## Records provided:
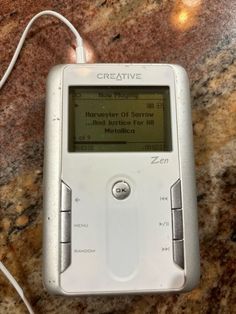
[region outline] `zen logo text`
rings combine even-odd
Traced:
[[[141,80],[141,73],[98,73],[97,78],[99,80],[115,80],[115,81],[123,81],[123,80]]]
[[[156,157],[151,157],[151,164],[152,165],[166,165],[169,163],[169,159],[168,158],[161,158],[160,156],[156,156]]]

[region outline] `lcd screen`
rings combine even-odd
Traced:
[[[167,86],[70,86],[69,152],[172,150]]]

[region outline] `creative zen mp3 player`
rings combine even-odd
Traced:
[[[186,72],[75,64],[48,77],[44,284],[55,294],[188,291],[199,248]]]

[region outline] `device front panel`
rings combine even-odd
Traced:
[[[122,74],[119,76],[119,74]],[[64,70],[61,288],[180,289],[181,212],[174,72],[169,66]],[[178,209],[178,205],[177,205]],[[179,251],[178,251],[179,252]]]

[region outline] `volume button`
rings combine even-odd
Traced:
[[[61,211],[71,210],[71,189],[61,182]]]

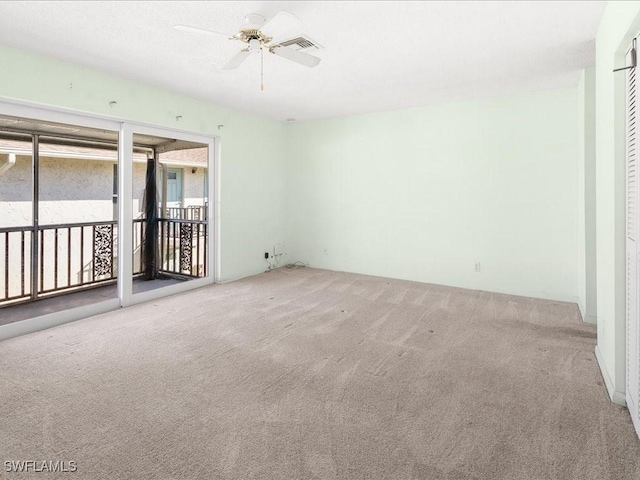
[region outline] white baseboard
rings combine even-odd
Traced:
[[[578,310],[580,310],[580,316],[582,317],[582,321],[586,322],[587,321],[587,312],[585,311],[584,306],[582,305],[582,302],[580,301],[580,298],[578,298],[576,303],[578,304]]]
[[[587,311],[582,305],[580,299],[576,302],[578,304],[578,310],[580,310],[580,316],[582,317],[582,321],[585,323],[590,323],[591,325],[596,325],[598,322],[598,317],[596,315],[587,315]]]
[[[627,405],[633,405],[633,399],[627,397]],[[635,428],[638,437],[640,438],[640,414],[638,412],[634,412],[633,408],[629,408],[629,413],[631,414],[631,421],[633,422],[633,428]]]
[[[607,392],[609,393],[609,398],[616,405],[621,405],[625,407],[627,405],[627,399],[624,392],[618,392],[615,390],[613,385],[613,381],[611,380],[611,376],[607,371],[607,367],[604,364],[604,360],[602,359],[602,354],[600,353],[600,347],[596,345],[596,360],[598,361],[598,366],[600,367],[600,372],[602,373],[602,378],[604,379],[604,384],[607,387]]]
[[[585,323],[590,323],[592,325],[596,325],[598,323],[598,317],[595,315],[587,315],[583,317]]]
[[[278,269],[283,268],[285,265],[286,265],[285,263],[280,264],[280,266],[278,266]],[[249,271],[234,275],[232,277],[220,277],[216,280],[216,283],[223,284],[223,283],[236,282],[238,280],[242,280],[243,278],[253,277],[255,275],[260,275],[262,273],[269,273],[268,265],[266,263],[264,268],[261,270],[249,270]]]

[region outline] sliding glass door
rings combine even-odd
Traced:
[[[0,337],[213,283],[213,146],[0,103]]]

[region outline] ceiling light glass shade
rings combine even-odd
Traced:
[[[259,52],[260,51],[260,40],[257,40],[257,39],[249,40],[249,50],[251,50],[254,53]]]

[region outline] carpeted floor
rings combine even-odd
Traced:
[[[637,480],[594,346],[571,304],[279,270],[1,342],[0,475]]]

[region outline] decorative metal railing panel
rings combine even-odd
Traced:
[[[206,277],[207,222],[160,218],[158,223],[159,270],[188,277]]]
[[[110,275],[113,278],[114,225],[96,225],[93,227],[93,275]]]

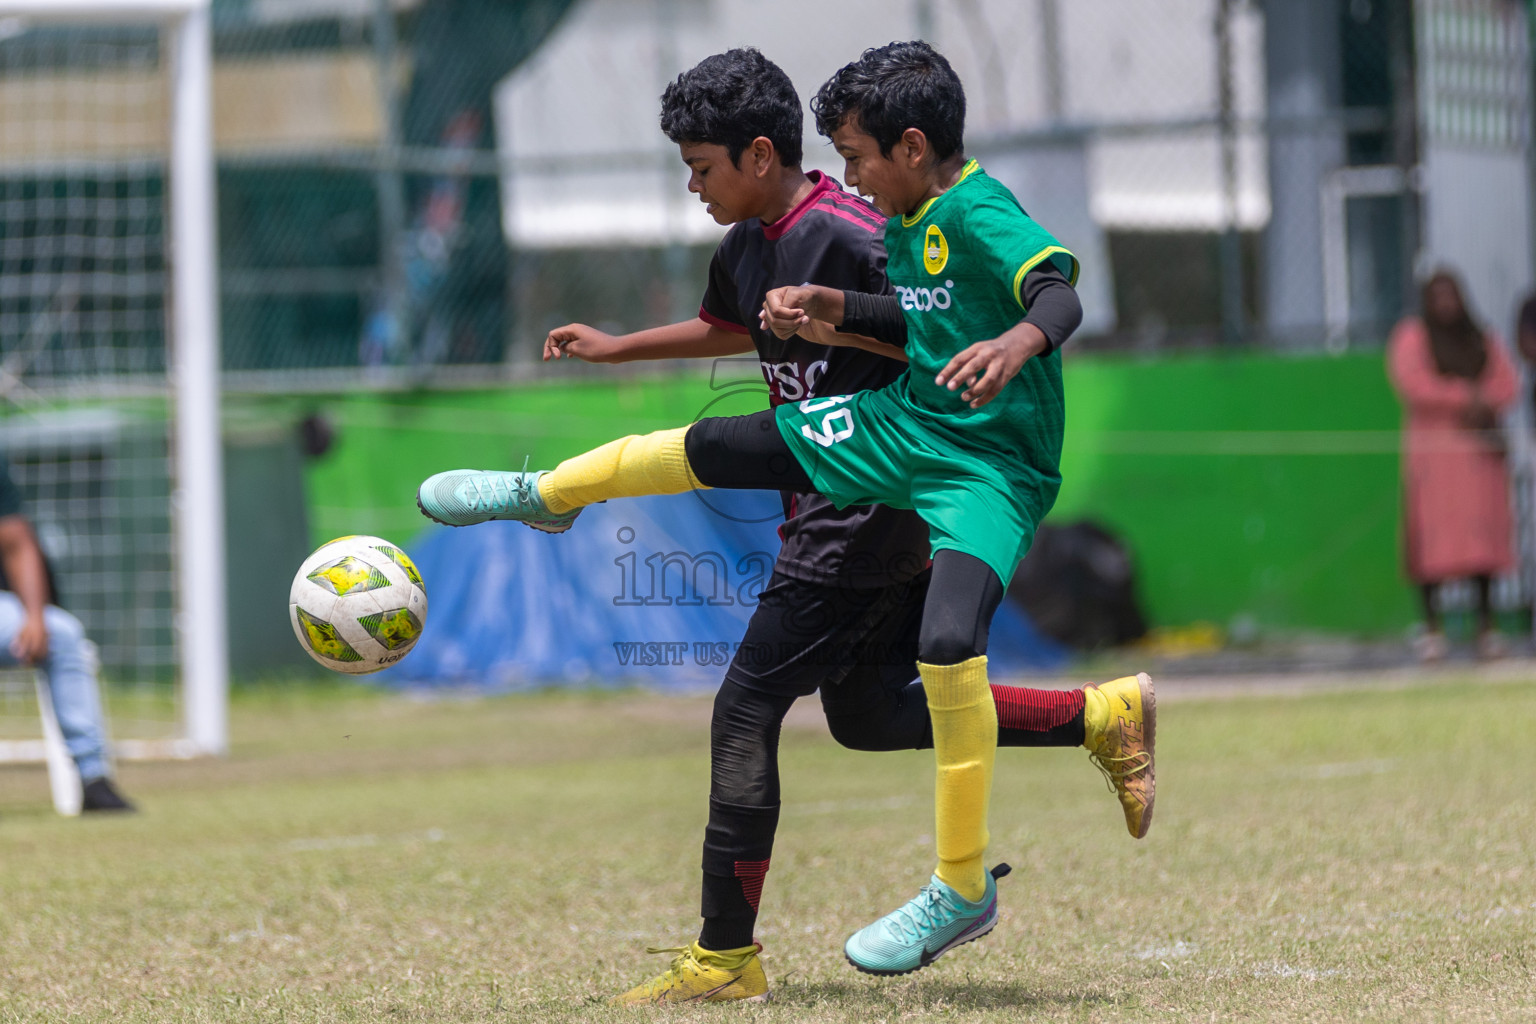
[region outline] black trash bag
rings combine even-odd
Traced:
[[[1087,520],[1042,524],[1008,596],[1040,632],[1076,650],[1118,647],[1147,633],[1130,551]]]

## What to produce:
Transcribe all of the listing precisely. The images stay out of it.

## Written response:
[region outline] `zen logo text`
rings combine even-odd
Traced:
[[[141,80],[141,73],[98,73],[97,78],[99,80],[115,80],[115,81],[123,81],[123,80]]]
[[[156,157],[151,157],[151,164],[152,165],[166,165],[169,163],[169,159],[168,158],[161,158],[160,156],[156,156]]]

[region outline] `lcd screen`
rings combine even-odd
Traced:
[[[167,86],[70,86],[69,152],[172,150]]]

[region outline] `creative zen mp3 player`
rings combine even-odd
Traced:
[[[186,72],[75,64],[48,77],[44,284],[55,294],[188,291],[199,248]]]

[region outline] `device front panel`
rings combine even-odd
Traced:
[[[122,74],[119,76],[119,74]],[[64,70],[61,288],[180,289],[181,212],[174,72],[169,66]],[[178,209],[178,205],[177,205]],[[179,251],[178,251],[179,252]]]

[region outline] `volume button`
rings combine even-odd
Traced:
[[[61,211],[71,210],[71,189],[61,182]]]

[region outline] white baseboard
rings combine even-odd
Traced:
[[[578,310],[580,310],[580,316],[582,317],[582,321],[586,322],[587,321],[587,312],[585,311],[584,306],[582,305],[582,302],[580,301],[580,298],[578,298],[576,303],[578,304]]]
[[[587,311],[582,305],[580,299],[576,302],[578,304],[578,310],[580,310],[580,316],[582,317],[582,321],[585,323],[590,323],[591,325],[596,325],[598,322],[598,317],[596,315],[587,315]]]
[[[627,405],[633,405],[633,399],[627,397]],[[635,428],[638,437],[640,438],[640,414],[638,412],[634,412],[633,408],[629,408],[629,413],[631,414],[631,421],[633,422],[633,428]]]
[[[607,392],[609,393],[609,398],[616,405],[621,405],[625,407],[627,405],[627,399],[624,392],[618,392],[615,390],[613,385],[613,381],[611,380],[611,376],[607,371],[607,367],[604,364],[604,360],[602,359],[602,354],[600,353],[600,347],[596,345],[596,360],[598,361],[598,366],[600,367],[600,372],[602,373],[602,378],[604,379],[604,384],[607,387]]]
[[[585,323],[590,323],[592,325],[596,325],[598,323],[598,317],[595,315],[587,315],[583,317]]]
[[[278,269],[283,268],[285,265],[286,265],[285,263],[280,264],[280,266],[278,266]],[[249,271],[234,275],[232,277],[220,277],[216,280],[216,283],[223,284],[223,283],[236,282],[238,280],[242,280],[243,278],[253,277],[255,275],[260,275],[262,273],[269,273],[268,265],[266,263],[264,268],[261,270],[249,270]]]

[region outline] sliding glass door
rings combine even-odd
Traced:
[[[0,337],[213,283],[213,146],[0,103]]]

[region outline] ceiling light glass shade
rings combine even-odd
Traced:
[[[259,52],[260,51],[260,40],[257,40],[257,39],[249,40],[249,50],[251,50],[254,53]]]

[region outline] carpeted floor
rings combine even-odd
Traced:
[[[637,480],[594,346],[571,304],[279,270],[1,342],[0,475]]]

[region outline] decorative metal railing panel
rings combine even-odd
Traced:
[[[206,277],[207,222],[160,218],[158,223],[159,270],[188,277]]]
[[[110,275],[113,278],[114,225],[96,225],[93,227],[93,275]]]

[region outline] black trash bag
rings combine even-odd
Traced:
[[[1087,520],[1042,524],[1008,596],[1040,632],[1076,650],[1118,647],[1147,633],[1130,551]]]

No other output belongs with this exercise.